Reproduce the records below verbatim, keeping every line unchanged.

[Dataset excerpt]
_ _ _ _ _

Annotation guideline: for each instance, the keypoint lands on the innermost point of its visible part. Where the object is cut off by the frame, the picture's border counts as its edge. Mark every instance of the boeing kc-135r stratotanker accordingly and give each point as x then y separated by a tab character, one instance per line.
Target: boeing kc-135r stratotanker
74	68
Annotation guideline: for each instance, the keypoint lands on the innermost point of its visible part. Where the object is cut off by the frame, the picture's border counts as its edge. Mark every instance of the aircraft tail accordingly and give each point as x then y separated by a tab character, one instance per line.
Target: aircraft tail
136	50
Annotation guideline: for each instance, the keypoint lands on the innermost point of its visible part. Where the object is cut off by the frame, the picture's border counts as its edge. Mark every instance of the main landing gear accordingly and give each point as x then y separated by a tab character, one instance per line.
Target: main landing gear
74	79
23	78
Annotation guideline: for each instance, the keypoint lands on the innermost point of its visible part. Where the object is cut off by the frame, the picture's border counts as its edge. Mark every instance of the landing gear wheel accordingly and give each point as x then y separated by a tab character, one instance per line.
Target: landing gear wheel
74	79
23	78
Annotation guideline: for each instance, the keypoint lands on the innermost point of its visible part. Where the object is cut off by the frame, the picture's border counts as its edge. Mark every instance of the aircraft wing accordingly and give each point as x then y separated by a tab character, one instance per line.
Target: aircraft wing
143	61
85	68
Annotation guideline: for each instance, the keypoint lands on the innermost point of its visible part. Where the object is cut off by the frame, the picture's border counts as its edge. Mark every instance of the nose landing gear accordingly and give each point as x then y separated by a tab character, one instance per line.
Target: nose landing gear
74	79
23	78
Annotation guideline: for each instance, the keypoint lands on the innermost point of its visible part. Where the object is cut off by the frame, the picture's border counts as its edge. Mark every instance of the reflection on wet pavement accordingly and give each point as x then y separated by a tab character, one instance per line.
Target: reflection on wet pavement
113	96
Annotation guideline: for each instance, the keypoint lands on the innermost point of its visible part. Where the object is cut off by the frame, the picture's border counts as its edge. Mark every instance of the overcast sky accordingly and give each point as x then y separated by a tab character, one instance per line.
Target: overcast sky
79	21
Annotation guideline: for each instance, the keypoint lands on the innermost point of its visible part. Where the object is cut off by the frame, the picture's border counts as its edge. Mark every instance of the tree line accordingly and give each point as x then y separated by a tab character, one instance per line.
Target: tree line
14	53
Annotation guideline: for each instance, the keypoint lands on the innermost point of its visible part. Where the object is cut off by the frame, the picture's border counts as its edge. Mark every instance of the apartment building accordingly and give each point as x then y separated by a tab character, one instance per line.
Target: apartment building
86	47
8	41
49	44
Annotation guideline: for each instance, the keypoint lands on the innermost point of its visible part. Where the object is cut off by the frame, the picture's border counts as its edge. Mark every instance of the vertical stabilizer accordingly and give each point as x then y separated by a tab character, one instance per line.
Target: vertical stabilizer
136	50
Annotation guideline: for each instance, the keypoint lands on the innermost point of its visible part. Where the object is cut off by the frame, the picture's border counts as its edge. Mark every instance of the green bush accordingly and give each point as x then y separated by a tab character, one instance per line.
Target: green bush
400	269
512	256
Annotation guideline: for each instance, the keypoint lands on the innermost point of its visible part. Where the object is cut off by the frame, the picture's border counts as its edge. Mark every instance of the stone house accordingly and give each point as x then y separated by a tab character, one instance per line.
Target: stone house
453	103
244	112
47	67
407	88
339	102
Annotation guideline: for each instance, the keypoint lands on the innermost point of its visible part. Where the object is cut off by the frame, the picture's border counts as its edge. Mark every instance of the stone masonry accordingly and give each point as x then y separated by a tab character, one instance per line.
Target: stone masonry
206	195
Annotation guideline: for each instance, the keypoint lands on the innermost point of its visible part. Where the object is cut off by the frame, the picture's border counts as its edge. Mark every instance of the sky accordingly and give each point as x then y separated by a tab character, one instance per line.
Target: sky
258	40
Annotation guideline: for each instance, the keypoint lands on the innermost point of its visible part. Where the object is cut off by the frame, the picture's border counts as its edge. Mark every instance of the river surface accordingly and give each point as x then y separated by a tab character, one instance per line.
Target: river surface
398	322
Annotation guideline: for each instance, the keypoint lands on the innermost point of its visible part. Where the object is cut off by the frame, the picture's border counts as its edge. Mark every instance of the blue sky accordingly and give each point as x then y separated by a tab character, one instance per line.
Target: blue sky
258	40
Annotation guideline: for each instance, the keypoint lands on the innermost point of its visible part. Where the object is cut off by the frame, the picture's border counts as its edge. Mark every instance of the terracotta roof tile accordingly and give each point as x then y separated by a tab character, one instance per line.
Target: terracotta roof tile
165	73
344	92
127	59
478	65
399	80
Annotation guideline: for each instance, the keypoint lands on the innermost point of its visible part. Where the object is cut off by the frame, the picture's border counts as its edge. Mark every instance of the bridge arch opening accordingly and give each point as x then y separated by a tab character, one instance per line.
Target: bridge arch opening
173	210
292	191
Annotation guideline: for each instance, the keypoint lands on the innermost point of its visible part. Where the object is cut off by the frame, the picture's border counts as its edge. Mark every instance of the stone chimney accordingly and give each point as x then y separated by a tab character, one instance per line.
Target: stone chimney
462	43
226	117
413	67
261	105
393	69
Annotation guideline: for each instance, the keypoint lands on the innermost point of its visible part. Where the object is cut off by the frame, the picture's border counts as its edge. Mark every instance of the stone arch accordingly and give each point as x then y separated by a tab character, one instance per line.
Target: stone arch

_ _ _ _ _

**Result of the exercise**:
Annotation guideline: for each instance, the keypoint lands on the innermost point of its visible part. Where the object is cut off by the frame, the picture's border counts as its edge. Mark every instance of the boeing kc-135r stratotanker accordingly and give each point as x then y separated by a tab character, one instance per line.
Target: boeing kc-135r stratotanker
74	68
Annotation guideline: for each instance, the keypoint lands on the innermost point of its visible part. Where the object is cut off by the frame, the picture's border counts as its edge. Mark every instance of the aircraft tail accordingly and give each point as x then y separated by a tab character, one instance per line.
Target: aircraft tail
136	50
Annotation guideline: for each instance, the keypoint lands on the innermost point of its visible part. Where the object is cut off by the frame, the picture's border counts as its edge. Mark every instance of the main landing gear accordingly and give each point as x then y separated by a tab character, one instance per line.
Target: main landing gear
74	79
23	78
Annotation guideline: for each instance, the keypoint lands on the innermost point of its visible part. Where the object is cut off by the frame, the picture's border counts as its edge. Mark every instance of the landing gear wheel accordingly and give each point as x then y separated by a tab character, one instance per line.
Target: landing gear wheel
74	79
23	78
Annotation guideline: for each instance, the keypoint lands on the innermost point of its visible part. Where the object is cut off by the frame, the picture's border counts as its edge. Mark every instance of the aircraft wing accordingly and give each point as x then y separated by a tab character, one instance per line.
Target: aircraft wing
143	61
85	68
Annotation guideline: for each instance, the keypoint lands on the innermost point of its visible part. Where the object is cut off by the frame, the picture's border counts as its edge. Mark every instance of the nose landing gear accordingly and give each point as x then y separated by a tab character, one instance per line.
Target: nose landing gear
74	79
23	78
Annotation guideline: for each instance, the keypoint lands on the innermost point of its visible part. Where the object is cut off by the frame, the picture's border counts as its edge. Mark every instance of the reflection on wet pavement accordingly and give each point as x then y separated by a tab character, one instance per line.
Target: reflection on wet pavement
113	96
Annotation guideline: for each instance, the keypoint lands on the innermost point of its visible part. Where the object is cut off by the frame, the picture's border counts as its edge. Mark every instance of the overcast sky accordingly and give each point as x then y separated by a tab character, one instance per line.
Target: overcast sky
79	21
Annotation guideline: for each instance, the keypoint lands on the innermost point of its visible part. Where the object is cut off by the frame, the picture's border counts as its edge. Mark every instance of the tree line accordingly and give each point as x then y separated by a tab character, one instance per line.
Target: tree line
14	53
Annotation guideline: for each instance, the keypoint lands on the innermost point of its visible part. Where the object is cut off by the frame, the picture's border counts as its edge. Mark every instance of the apartment building accordingly and give each point as x then y separated by a tab character, one instance per line.
Target: apartment building
86	47
8	41
49	44
Annotation guideline: for each instance, the keypoint lands on the innermost point of its visible part. Where the object is cut off by the frame, the picture's border counts as its edge. Mark every instance of the vertical stabilizer accordingly and give each point as x then y separated by a tab character, one instance per line.
Target: vertical stabilizer
136	50
Annotation guideline: for each instance, the keypoint lands on the innermost point of its visible part. Where the object is cut off by the frame, the picture's border counts as its edge. Mark every instance of the green bush accordingly and give each point as x then y separated by a tab character, one instance per line.
Target: green bush
400	269
512	256
Annotation guideline: for each instance, the keypoint lands on the innermost point of its visible part. Where the object is cut off by the frame, the picture's border counts as its edge. Mark every instance of the stone house accordingly and give each point as x then y separated by a tab character, one instance per line.
Target: stone house
453	103
244	112
47	67
407	88
339	102
Annotation guideline: for each instance, the keypoint lands on the innermost point of its visible part. Where the object is cut off by the frame, the picture's border counts as its edge. Mark every instance of the stone masonry accordingly and give each point as x then y separated by a tab character, one instance per line.
Target: stone masonry
206	195
Annotation guideline: for each instance, the keypoint lands on the innermost point of its visible part. Where the object is cut off by the frame, the picture's border counts as its edge. Mark every instance of the sky accordingly and give each point as x then y separated by a tab character, one instance per line.
Target: sky
258	40
Annotation guideline: for each instance, the keypoint lands on the innermost point of its visible part. Where the object is cut off by the frame, the picture's border counts as its edge. Mark every instance of the river surface accordingly and give each point as x then y separated by a tab character, one instance per line.
Target: river surface
398	322
Annotation guideline: for each instance, the keypoint lands on the innermost point of its visible part. Where the object is cut off by the frame, the picture's border counts as its edge. Mark every instance of the blue sky accordingly and give each point as x then y separated by a tab character, one instance per line.
Target: blue sky
258	40
Annotation guideline: for each instance, the keypoint lands on the innermost point of its visible part. Where the object is cut off by the frame, the picture's border counts as its edge. Mark every instance of the terracotta roof tile accordingly and give each point as x then y separated by a tab character, one instance per line.
Target: terracotta roof tile
165	73
344	92
127	59
478	65
399	80
Annotation guideline: for each instance, the keypoint lands on the innermost point of its visible part. Where the object is cut off by the frame, the picture's border counts as its edge. Mark every instance of the bridge arch opening accordingly and give each point as x then y separated by a tab character, one instance per line.
Target: bridge arch opening
173	210
292	191
Annotation guideline: for each instance, the keypoint lands on the innermost point of its visible part. Where the object is cut off by the frame, the picture's border counts as its edge. Mark every instance of the stone chimney accordingly and give each point as x then y separated by a tab character, one instance per line.
Target: stone chimney
462	43
226	117
413	67
261	105
393	69
Annotation guideline: for each instance, the keypoint lands on the innermost point of its visible part. Where the object is cut off by the frame, the picture's border counts as its edge. Mark every instance of the stone arch accordingly and give each point as x then y separated by a tab character, one instance per line.
Target: stone arch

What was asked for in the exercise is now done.